──────── Exercise input ────────

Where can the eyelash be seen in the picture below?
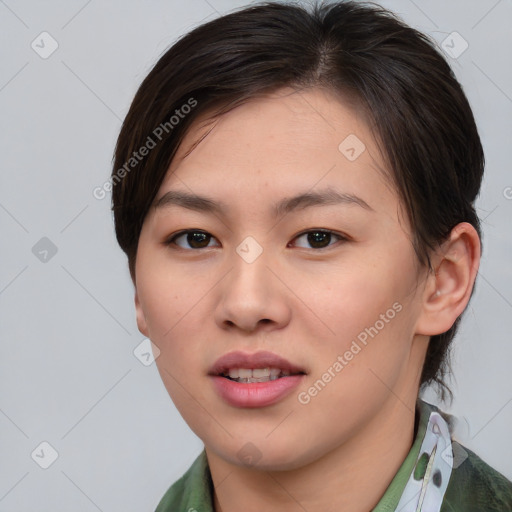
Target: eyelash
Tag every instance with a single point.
(171, 240)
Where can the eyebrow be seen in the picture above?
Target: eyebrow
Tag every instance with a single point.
(325, 197)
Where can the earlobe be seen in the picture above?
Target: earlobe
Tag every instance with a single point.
(447, 292)
(141, 318)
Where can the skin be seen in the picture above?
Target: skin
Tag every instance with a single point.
(299, 300)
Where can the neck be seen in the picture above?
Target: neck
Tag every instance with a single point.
(353, 477)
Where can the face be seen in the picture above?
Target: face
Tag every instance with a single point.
(323, 286)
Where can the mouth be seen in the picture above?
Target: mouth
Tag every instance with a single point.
(254, 380)
(258, 367)
(251, 375)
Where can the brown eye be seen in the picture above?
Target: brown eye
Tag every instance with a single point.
(194, 238)
(319, 239)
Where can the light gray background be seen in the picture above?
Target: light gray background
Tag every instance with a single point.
(68, 374)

────────

• Instructions for the task:
Rewrite all of the data above, swapping "instance" for "occurrence" everywhere and keeping everything else identical. Omit the pictures from your version.

• Solution:
Where can the eyelash be seen in the picture below?
Target: eyelash
Tag every occurrence with a single point.
(171, 240)
Where can the eyebrow be seen in the picture above?
Target: eyebrow
Tag every occurrence with a single point.
(325, 197)
Where can the earlobe be seen in the picture above?
Target: earlobe
Tag every occurrence with a single point.
(447, 292)
(141, 318)
Where can the skin be seen in the picture above?
Target: skin
Tag every occurrence with a single point.
(299, 300)
Where can the neck be seen in the picture above?
Target: neck
Tag every occurrence with a single point.
(353, 477)
Where can the face be seen in the picture above?
Target: face
Tag every occurrence with a single point.
(323, 286)
Where can the mouth be seen in the picture above?
Target: mouth
Tag every occurrence with a single point.
(254, 380)
(258, 367)
(251, 375)
Where can the brown eye be seen in the picture above?
Target: brown eye
Tag every occurrence with a single point.
(194, 238)
(319, 239)
Where can the light gray background be seen in the picture above?
Target: light gray background
Tag every occurrence with a single point.
(68, 374)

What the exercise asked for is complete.